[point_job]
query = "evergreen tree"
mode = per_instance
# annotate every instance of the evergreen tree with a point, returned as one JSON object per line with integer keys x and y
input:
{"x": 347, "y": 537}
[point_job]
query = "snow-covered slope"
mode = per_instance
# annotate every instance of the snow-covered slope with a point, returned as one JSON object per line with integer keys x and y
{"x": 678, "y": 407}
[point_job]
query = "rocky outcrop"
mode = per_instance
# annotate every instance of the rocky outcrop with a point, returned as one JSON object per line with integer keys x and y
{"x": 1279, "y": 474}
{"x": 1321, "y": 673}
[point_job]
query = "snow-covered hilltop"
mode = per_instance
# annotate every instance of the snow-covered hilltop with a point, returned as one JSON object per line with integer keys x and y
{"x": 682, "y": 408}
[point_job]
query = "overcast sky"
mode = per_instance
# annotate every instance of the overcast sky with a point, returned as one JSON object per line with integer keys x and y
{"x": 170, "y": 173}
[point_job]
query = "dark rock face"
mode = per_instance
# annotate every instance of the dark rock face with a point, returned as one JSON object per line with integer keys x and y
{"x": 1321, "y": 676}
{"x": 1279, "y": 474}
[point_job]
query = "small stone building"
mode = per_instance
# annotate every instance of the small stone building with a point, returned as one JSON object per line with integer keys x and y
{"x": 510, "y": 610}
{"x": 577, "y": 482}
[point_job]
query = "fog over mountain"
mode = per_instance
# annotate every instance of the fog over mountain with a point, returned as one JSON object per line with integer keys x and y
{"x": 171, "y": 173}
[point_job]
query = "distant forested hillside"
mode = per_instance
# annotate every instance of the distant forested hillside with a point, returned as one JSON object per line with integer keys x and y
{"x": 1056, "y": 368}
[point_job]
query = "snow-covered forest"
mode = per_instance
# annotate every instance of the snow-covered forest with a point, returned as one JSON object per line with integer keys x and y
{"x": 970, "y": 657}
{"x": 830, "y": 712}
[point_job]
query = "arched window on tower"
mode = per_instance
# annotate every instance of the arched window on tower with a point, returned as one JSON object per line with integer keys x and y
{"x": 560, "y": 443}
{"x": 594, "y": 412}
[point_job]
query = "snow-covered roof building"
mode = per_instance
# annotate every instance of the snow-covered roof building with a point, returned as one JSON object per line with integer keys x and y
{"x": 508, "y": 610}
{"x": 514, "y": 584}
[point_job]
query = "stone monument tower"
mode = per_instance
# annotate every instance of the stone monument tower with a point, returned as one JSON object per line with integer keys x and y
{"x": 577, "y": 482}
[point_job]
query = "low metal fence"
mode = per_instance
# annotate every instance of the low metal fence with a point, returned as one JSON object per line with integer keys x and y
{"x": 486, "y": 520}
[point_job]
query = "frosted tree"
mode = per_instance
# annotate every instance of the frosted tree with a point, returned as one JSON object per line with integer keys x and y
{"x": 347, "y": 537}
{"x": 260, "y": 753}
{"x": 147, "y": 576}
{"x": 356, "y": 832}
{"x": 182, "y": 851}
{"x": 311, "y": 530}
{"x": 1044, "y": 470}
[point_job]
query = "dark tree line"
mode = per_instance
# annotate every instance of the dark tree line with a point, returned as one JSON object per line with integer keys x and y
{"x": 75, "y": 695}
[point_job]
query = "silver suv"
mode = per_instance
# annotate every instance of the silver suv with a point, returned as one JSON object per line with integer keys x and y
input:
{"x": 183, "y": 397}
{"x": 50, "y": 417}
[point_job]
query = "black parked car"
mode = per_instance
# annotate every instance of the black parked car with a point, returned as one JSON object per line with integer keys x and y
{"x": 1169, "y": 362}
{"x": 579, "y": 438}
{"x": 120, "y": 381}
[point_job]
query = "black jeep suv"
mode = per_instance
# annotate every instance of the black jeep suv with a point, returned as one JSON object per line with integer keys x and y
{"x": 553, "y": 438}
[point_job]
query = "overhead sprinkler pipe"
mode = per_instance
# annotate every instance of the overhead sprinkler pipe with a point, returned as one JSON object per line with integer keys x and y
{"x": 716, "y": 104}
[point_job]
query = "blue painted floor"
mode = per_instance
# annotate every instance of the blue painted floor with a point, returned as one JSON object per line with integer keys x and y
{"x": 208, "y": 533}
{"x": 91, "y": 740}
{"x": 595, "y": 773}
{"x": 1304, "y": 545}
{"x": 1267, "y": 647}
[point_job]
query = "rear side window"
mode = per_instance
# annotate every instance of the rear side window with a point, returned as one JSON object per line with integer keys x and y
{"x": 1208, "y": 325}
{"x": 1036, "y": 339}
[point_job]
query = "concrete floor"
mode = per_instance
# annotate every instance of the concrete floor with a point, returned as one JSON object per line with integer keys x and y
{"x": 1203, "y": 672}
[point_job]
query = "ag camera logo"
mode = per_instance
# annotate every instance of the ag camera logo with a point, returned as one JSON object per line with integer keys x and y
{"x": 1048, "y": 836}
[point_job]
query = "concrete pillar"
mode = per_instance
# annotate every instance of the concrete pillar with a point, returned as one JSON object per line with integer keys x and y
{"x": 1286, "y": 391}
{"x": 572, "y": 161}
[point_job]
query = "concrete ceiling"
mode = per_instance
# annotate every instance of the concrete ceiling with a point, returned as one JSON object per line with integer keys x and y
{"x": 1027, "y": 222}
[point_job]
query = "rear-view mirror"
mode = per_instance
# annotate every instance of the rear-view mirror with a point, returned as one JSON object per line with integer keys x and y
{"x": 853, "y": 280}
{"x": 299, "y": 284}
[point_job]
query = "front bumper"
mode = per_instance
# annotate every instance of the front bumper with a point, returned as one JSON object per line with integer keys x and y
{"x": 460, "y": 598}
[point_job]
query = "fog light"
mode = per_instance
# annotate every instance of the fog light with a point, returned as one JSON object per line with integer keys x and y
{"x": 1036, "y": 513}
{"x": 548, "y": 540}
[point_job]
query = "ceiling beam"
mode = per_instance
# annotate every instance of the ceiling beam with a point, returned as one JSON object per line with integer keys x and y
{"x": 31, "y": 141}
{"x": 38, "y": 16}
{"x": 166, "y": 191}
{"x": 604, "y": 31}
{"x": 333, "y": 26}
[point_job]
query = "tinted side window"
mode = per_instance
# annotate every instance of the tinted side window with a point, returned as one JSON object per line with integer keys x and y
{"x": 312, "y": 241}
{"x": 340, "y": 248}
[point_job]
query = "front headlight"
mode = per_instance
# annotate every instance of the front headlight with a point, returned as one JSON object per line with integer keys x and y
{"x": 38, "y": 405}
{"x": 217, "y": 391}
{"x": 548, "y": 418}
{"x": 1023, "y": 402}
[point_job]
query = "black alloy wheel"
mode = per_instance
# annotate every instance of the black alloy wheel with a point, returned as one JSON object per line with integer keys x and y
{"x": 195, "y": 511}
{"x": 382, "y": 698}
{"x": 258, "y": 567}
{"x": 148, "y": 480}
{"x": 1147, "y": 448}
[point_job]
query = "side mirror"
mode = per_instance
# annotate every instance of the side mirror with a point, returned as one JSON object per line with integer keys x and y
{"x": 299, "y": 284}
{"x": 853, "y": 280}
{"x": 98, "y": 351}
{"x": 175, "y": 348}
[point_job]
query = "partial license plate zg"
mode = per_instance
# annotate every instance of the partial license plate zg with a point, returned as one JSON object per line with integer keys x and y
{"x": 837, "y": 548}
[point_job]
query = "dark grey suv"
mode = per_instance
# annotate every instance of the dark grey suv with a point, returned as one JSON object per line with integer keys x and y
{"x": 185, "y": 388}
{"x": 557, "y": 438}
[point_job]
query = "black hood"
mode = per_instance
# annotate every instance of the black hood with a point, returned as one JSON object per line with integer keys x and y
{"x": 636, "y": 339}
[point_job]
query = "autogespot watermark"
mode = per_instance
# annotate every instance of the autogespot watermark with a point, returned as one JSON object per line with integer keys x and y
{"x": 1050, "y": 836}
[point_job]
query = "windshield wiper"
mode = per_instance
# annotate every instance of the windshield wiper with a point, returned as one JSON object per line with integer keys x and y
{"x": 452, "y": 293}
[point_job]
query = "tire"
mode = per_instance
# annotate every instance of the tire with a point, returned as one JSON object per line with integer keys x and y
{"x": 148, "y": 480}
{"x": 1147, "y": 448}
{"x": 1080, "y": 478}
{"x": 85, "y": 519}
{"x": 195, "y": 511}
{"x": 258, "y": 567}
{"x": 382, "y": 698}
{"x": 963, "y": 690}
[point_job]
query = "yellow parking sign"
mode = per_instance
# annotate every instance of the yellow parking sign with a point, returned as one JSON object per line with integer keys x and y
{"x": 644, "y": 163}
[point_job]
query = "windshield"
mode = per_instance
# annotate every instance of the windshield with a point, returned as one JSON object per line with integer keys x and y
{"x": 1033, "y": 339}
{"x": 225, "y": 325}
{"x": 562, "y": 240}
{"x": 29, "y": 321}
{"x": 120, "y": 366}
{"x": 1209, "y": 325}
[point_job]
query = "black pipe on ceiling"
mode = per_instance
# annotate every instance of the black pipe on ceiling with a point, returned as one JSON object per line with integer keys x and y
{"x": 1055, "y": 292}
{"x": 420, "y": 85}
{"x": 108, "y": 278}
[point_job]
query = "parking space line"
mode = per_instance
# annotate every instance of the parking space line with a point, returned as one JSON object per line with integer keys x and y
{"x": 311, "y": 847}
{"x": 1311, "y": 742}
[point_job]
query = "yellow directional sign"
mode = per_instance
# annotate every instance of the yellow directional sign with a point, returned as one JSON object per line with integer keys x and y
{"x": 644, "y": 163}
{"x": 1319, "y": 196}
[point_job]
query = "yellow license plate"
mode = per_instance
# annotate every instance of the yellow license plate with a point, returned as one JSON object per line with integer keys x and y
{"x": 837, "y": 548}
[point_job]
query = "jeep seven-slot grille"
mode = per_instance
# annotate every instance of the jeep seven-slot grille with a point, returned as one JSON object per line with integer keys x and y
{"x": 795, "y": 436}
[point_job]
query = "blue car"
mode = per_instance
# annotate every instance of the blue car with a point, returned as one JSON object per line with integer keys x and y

## TO BE DONE
Gather every line of the items above that contains the word "hood", treating uppercase and lowercase as different.

## WRITTEN RESPONSE
query = "black hood"
# annotate every instance of the black hood with a point, returned as one JSON object per line with integer keys x and y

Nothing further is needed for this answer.